Provided records.

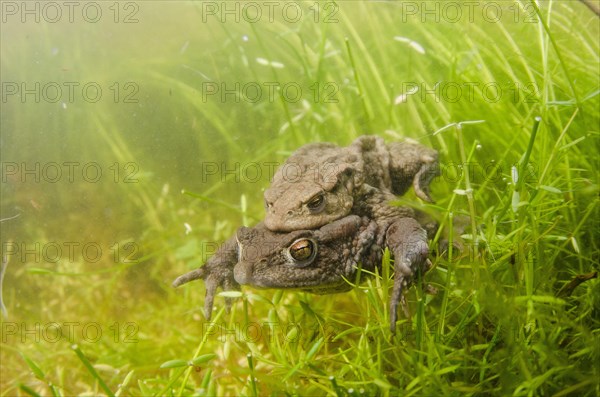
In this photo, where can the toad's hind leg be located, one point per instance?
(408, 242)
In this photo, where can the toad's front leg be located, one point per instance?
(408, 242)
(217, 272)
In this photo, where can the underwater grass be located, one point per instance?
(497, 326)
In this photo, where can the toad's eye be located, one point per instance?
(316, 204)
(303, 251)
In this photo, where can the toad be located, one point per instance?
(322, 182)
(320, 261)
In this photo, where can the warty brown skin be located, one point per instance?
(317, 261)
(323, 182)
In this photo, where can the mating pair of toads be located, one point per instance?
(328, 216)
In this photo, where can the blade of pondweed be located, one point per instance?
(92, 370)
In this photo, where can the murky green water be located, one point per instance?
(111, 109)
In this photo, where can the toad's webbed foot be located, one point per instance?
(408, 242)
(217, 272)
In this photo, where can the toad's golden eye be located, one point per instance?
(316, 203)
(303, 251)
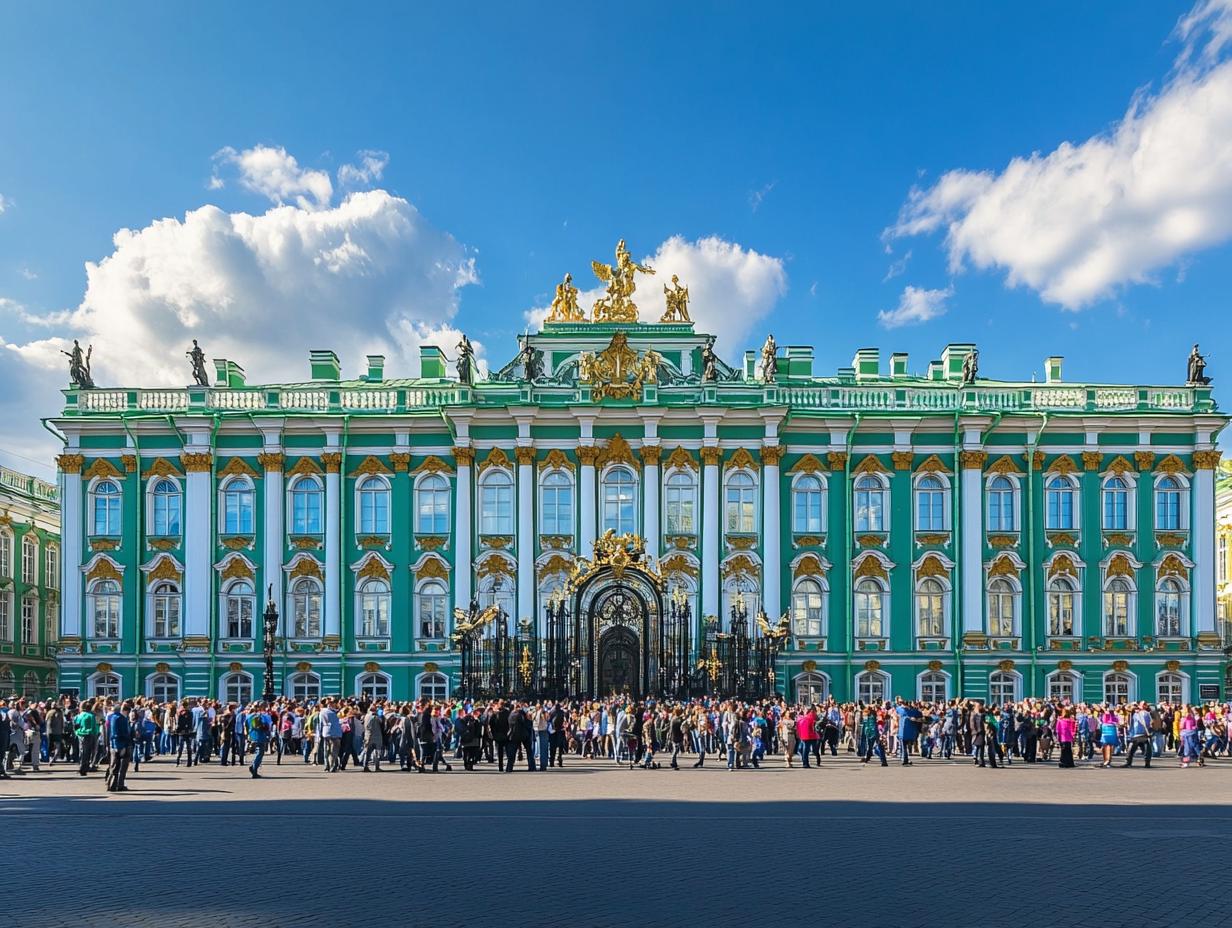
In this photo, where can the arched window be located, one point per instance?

Work to do.
Return all of the entries above word for word, leaving out the pictures.

Written answer.
In this photo, where can the toad's hind leg be located, one point per instance?
(408, 242)
In this photo, where can the toad's front leg be located, one point per instance?
(408, 242)
(217, 272)
In this photo, where can the underwater grass be located, one point per instance?
(497, 326)
In this photo, where can the toad's eye be located, one point per instance?
(316, 204)
(303, 251)
In this photo, where can the toad be located, one point per instance?
(322, 182)
(320, 261)
In this photo, where can the warty brown skin be located, one point per instance?
(317, 261)
(323, 182)
In this photo, where can the mating pair of toads be located, one point per instance?
(328, 216)
In this photo, where can the blade of pondweed be located, one point per instance?
(92, 370)
In this photo, where can the murky green water be located, one point per instance?
(111, 109)
In this photo, where can the toad's webbed foot be located, one point per instance?
(408, 242)
(217, 272)
In this photo, where can the toad's golden eye be located, one point per instance?
(316, 203)
(303, 251)
In this photo, where can the arched window be located, one point per instance?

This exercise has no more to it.